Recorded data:
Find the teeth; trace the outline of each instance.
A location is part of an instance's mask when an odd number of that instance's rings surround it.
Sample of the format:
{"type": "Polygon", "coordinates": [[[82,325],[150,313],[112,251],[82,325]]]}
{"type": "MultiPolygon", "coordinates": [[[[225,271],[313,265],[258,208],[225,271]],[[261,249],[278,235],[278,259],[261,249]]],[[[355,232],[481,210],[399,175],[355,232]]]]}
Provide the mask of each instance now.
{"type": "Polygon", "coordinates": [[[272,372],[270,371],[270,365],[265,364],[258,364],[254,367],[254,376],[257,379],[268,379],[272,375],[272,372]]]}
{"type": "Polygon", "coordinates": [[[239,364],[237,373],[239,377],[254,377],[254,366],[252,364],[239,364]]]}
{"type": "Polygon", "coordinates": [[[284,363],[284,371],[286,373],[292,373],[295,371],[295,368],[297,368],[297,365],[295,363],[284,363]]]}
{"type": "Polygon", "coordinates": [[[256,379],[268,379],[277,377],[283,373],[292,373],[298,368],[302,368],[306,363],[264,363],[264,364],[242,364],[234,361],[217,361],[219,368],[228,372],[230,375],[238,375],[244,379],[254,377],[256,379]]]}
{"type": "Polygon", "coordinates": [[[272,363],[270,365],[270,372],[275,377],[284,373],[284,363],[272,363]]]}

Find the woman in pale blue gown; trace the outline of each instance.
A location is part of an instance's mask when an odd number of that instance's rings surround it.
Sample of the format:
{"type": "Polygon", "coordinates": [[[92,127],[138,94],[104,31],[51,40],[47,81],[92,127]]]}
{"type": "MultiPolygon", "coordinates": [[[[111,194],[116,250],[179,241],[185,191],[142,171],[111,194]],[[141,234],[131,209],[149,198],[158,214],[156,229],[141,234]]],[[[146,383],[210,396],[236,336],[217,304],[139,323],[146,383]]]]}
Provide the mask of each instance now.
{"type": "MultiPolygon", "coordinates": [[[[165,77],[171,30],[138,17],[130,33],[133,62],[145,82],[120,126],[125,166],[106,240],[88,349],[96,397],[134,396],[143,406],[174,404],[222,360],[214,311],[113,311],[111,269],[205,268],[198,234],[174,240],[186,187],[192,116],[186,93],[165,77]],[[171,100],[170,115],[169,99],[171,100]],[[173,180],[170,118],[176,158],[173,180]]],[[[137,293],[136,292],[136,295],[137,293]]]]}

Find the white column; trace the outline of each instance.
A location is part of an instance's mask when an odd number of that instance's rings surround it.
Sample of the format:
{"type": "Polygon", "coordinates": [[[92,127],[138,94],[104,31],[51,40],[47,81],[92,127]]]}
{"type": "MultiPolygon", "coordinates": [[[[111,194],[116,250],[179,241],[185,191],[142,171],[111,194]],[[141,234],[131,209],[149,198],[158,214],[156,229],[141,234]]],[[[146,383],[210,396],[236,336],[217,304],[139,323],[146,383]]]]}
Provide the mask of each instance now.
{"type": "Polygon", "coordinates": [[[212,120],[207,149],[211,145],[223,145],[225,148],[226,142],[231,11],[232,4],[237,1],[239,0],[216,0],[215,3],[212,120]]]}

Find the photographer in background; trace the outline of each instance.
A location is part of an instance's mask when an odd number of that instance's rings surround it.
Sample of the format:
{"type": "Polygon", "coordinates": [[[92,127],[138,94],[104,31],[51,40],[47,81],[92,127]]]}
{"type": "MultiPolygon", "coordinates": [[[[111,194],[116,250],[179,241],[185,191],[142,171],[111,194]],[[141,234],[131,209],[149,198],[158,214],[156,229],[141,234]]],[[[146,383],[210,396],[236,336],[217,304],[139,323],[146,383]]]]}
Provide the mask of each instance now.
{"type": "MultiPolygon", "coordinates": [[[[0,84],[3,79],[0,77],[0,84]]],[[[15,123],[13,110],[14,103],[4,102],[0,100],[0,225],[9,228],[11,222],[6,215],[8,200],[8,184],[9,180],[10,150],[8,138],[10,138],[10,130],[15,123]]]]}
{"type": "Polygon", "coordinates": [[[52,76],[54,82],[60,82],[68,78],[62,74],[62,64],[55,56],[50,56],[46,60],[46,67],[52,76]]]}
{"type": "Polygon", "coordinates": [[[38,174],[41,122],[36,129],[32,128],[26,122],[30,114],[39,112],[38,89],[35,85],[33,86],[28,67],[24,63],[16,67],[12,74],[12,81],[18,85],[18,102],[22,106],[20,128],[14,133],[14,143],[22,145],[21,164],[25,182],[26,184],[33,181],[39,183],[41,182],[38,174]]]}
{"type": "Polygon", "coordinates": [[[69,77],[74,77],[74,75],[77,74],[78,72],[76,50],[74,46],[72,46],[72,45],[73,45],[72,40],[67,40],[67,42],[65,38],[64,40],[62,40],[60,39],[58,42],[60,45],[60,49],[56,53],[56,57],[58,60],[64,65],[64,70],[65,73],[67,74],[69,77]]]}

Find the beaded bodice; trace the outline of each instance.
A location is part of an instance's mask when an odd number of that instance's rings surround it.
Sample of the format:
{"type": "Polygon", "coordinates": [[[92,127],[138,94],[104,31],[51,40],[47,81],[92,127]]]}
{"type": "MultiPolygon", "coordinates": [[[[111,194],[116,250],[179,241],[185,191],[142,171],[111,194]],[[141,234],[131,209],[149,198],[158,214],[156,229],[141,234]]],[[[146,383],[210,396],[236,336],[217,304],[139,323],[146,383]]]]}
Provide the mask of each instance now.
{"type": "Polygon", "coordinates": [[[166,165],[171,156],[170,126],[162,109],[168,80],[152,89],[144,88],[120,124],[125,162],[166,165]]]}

#### [WHAT THE EXERCISE ASKS]
List each line of the data above that contains the string "outline". Case counts.

#### [COMPLETE OUTPUT]
Find the teeth; trace the outline of each instance.
Find the woman in pale blue gown; trace the outline of each instance.
Find the white column; trace the outline of each instance.
Find the photographer in background; trace the outline of each instance.
Find the beaded bodice; trace the outline of each instance.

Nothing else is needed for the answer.